■ **Written request a**
Print the portion of the post about Watson starting at "Before coming to" and ending at "and ranking hypotheses….".

Learning from Watson February 19, 2011Posted by Andre Vellino in Artificial Intelligence, Information retrieval, Search, Semantics, Statistical Semantics.
Now that Watson has convincingly demonstrated that machines can perform some natural language tasks more effectively than humans can (see a rerun of part of Day 1 of the Jeopardy contest), what is the proper conclusion to be drawn from it?
Or do we conclude that machines are now (or soon will be) sentient and deserve to be spoken to with respect for their moral standing (see Peter Singer’s article “Rights for Robots“)? Or should we, like NSERC Gold Medal Award winner Geoffrey Hinton, be scared about the social consequences (in the long term) of intelligent robots designed replace soldiers (listen to his interview on the future of AI machines on CBC’s Quirk and Quarks).
Before coming to any definite conclusion about how “like” us machines can be, I think we should consider how these machines do what they do. The survey paper in AI Magazine about the design of “DeepQA” by the Watson team gives some indications of the general approach:
DeepQA is a massively parallel, probabilistic evidence-based architecture. For the Jeopardy Challenge, we use more than 100 different techniques for analyzing natural language, identifying sources, ﬁnding and generating hypotheses, ﬁnding and scoring evidence, and merging and ranking hypotheses….

■ **A block of data**
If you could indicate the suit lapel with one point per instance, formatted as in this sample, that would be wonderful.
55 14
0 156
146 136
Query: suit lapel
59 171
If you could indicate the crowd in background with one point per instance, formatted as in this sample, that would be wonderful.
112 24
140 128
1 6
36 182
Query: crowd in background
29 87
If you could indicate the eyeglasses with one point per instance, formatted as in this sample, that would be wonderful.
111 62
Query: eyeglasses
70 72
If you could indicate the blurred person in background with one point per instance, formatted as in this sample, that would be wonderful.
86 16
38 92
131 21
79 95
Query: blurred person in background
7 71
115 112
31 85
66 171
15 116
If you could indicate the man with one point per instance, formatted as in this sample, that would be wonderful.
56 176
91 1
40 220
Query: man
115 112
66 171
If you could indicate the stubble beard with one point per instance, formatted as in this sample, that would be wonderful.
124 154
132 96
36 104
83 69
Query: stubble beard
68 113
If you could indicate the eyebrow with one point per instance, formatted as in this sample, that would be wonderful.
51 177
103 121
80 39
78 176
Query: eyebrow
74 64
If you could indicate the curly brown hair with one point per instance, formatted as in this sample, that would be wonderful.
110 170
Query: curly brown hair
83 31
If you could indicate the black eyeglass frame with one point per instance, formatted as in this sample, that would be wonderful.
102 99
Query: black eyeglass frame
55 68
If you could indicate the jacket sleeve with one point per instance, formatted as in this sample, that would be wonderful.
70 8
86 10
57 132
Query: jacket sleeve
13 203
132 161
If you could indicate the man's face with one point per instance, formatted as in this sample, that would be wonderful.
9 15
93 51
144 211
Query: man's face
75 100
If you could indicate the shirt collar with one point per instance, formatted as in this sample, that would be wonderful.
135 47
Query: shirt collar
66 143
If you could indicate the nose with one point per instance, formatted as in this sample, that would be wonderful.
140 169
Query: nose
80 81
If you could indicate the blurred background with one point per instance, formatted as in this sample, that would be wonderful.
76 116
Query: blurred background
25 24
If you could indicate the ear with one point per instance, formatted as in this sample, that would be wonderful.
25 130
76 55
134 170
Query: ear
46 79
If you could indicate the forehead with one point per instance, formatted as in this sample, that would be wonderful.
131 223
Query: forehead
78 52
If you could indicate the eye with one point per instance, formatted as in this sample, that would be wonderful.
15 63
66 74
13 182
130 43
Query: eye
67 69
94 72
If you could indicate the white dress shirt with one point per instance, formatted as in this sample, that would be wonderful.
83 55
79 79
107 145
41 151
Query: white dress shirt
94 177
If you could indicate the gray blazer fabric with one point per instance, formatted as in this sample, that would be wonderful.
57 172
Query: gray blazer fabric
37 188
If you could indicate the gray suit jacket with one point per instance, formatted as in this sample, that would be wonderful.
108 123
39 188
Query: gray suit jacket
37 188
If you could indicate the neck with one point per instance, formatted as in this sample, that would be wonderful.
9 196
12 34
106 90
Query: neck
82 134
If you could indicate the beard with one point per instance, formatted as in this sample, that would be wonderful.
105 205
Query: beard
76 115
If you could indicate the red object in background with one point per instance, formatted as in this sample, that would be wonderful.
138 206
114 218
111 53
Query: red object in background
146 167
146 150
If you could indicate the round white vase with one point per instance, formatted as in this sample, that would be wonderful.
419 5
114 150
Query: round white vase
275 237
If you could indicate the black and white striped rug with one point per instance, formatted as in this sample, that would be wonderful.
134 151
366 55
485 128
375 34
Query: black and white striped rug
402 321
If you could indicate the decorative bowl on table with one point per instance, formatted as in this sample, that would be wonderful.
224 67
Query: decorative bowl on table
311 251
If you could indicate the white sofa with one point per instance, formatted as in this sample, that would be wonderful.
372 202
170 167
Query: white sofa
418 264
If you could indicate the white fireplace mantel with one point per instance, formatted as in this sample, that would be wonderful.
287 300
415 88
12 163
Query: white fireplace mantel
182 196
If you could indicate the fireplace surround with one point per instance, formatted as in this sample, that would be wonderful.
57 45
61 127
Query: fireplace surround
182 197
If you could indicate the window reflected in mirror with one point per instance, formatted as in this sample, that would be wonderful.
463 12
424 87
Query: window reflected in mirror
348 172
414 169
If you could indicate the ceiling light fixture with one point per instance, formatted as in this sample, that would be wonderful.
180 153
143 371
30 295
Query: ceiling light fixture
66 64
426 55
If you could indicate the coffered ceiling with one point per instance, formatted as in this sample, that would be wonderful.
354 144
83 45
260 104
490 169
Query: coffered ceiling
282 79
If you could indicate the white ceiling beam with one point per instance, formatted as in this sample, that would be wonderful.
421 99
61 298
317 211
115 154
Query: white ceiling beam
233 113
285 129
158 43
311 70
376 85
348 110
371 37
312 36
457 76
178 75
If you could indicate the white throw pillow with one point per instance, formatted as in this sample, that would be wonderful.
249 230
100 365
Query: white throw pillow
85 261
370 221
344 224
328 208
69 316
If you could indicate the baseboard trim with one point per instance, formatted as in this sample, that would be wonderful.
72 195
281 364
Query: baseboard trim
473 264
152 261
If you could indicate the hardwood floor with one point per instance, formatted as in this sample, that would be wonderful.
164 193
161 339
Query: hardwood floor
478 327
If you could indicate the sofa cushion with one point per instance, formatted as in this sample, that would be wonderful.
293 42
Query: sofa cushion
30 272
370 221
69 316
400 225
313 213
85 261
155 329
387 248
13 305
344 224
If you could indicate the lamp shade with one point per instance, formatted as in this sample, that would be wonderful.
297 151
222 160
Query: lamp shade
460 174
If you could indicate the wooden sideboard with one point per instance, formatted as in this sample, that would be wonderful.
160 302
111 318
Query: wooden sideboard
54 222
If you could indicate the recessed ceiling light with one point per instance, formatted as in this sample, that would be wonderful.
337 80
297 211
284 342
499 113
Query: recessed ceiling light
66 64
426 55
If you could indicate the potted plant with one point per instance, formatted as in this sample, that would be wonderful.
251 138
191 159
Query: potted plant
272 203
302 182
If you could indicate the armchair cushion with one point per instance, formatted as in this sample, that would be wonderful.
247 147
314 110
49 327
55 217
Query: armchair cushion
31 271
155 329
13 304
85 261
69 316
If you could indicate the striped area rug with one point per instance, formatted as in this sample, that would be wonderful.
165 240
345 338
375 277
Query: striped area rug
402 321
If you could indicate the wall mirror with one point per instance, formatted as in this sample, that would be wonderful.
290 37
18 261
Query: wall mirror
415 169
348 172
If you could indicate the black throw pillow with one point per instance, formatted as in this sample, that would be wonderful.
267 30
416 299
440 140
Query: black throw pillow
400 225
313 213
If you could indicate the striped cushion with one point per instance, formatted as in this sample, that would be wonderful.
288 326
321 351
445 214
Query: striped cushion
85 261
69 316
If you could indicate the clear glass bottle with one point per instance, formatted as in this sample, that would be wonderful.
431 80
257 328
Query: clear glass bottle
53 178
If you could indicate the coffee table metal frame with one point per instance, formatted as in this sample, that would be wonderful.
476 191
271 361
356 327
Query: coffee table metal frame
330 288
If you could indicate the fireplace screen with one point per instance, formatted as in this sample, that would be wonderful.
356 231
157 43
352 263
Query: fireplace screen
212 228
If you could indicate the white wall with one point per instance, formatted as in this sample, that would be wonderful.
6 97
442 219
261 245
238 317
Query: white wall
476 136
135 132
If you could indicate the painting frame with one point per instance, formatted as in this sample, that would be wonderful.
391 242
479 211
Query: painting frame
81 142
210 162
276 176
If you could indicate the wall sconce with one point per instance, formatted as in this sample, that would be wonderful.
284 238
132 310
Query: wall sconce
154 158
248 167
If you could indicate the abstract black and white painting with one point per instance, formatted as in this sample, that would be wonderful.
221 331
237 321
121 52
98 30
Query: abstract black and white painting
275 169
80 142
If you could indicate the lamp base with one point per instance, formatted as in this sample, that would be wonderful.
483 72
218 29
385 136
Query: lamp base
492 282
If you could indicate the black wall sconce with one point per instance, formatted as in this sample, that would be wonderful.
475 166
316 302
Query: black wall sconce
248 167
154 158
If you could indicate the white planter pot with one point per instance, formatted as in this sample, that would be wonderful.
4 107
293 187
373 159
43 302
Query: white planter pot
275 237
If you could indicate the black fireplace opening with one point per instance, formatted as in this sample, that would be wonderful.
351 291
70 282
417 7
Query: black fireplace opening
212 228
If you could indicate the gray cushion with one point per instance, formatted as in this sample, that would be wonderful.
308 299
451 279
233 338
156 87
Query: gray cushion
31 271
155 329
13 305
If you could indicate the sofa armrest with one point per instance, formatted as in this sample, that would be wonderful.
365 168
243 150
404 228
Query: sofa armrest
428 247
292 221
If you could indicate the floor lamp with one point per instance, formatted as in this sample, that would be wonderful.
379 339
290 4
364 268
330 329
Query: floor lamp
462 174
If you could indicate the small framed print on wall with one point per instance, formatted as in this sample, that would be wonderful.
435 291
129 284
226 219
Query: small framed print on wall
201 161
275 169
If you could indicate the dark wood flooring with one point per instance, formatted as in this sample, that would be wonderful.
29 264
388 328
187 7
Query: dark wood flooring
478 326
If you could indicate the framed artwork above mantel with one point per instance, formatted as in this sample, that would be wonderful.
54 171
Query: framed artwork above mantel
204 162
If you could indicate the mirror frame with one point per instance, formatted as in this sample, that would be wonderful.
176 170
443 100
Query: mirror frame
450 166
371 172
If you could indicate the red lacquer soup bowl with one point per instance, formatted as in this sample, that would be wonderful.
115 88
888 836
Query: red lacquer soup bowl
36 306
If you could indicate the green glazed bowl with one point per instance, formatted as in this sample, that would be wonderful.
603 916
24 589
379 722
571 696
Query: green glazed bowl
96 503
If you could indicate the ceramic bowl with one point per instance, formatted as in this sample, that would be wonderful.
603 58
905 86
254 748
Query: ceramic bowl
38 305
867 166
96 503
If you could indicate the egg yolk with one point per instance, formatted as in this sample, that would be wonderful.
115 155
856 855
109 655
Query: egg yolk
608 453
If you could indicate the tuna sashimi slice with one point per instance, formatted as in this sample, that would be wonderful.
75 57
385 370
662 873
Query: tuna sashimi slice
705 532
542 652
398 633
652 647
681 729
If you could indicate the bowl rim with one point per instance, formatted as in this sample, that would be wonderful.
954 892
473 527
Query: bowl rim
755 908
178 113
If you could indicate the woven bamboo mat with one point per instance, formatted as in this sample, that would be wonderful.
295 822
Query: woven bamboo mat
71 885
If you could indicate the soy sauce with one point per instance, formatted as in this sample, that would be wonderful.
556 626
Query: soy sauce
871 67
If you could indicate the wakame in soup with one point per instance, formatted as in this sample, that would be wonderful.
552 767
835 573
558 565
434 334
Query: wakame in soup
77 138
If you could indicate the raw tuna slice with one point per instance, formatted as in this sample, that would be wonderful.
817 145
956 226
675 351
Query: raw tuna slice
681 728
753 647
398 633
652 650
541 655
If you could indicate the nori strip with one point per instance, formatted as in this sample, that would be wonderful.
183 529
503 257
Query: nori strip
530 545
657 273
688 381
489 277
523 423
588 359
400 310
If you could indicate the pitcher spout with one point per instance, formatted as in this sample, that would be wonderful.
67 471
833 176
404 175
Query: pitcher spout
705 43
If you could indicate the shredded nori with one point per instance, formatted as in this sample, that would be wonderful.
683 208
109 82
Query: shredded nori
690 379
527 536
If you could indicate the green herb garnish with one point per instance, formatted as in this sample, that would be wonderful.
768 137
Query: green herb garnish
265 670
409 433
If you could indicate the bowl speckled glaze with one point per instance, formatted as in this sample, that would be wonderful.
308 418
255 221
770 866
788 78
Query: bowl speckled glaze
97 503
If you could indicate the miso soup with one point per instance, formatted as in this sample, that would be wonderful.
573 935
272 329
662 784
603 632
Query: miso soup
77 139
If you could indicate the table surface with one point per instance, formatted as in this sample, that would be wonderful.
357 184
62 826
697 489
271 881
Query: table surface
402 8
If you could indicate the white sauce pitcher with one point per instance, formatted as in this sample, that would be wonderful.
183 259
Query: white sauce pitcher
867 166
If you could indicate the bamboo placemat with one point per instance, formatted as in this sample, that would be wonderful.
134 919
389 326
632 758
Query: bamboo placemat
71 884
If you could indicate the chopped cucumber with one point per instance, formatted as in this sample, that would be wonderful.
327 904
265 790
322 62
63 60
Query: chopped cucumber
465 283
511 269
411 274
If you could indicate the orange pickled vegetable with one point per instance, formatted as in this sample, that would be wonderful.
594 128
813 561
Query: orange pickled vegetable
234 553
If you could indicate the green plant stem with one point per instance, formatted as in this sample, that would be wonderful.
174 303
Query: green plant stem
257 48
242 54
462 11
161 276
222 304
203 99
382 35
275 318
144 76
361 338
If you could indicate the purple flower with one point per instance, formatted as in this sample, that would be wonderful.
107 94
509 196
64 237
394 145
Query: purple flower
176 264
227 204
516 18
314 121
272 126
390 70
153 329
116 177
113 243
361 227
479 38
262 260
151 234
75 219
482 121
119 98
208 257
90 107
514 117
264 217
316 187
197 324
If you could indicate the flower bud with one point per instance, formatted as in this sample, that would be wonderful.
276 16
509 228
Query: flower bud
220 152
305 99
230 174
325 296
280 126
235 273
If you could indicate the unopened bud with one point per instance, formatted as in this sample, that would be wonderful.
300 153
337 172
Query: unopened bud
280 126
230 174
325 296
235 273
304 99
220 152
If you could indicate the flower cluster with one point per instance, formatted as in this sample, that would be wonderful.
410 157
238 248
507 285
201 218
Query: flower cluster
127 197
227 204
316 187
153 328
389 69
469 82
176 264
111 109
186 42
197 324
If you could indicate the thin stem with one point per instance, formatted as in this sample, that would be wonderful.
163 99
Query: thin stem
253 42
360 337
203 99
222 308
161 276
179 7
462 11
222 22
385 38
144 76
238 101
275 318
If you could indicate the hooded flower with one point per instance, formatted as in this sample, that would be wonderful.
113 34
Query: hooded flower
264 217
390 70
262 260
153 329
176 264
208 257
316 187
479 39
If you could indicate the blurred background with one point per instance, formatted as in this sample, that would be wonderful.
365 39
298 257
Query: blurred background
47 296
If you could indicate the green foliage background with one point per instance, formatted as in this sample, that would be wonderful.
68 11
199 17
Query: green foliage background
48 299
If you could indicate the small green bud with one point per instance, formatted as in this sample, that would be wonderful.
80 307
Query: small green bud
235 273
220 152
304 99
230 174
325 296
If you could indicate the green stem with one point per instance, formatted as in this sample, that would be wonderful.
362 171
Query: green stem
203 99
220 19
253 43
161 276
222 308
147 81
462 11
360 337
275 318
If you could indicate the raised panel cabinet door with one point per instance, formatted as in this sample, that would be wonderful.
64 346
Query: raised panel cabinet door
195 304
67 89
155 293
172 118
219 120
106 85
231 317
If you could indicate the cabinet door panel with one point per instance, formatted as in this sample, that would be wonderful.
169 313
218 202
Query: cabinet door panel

■ **Written request b**
Return each line of the entries above that contains the word "wooden", matching case.

■ **Response a**
Before coming to any definite conclusion about how “like” us machines can be, I think we should consider how these machines do what they do. The survey paper in AI Magazine about the design of “DeepQA” by the Watson team gives some indications of the general approach:
DeepQA is a massively parallel, probabilistic evidence-based architecture. For the Jeopardy Challenge, we use more than 100 different techniques for analyzing natural language, identifying sources, ﬁnding and generating hypotheses, ﬁnding and scoring evidence, and merging and ranking hypotheses….

■ **Response b**
If you could indicate the wooden sideboard with one point per instance, formatted as in this sample, that would be wonderful.
Query: wooden sideboard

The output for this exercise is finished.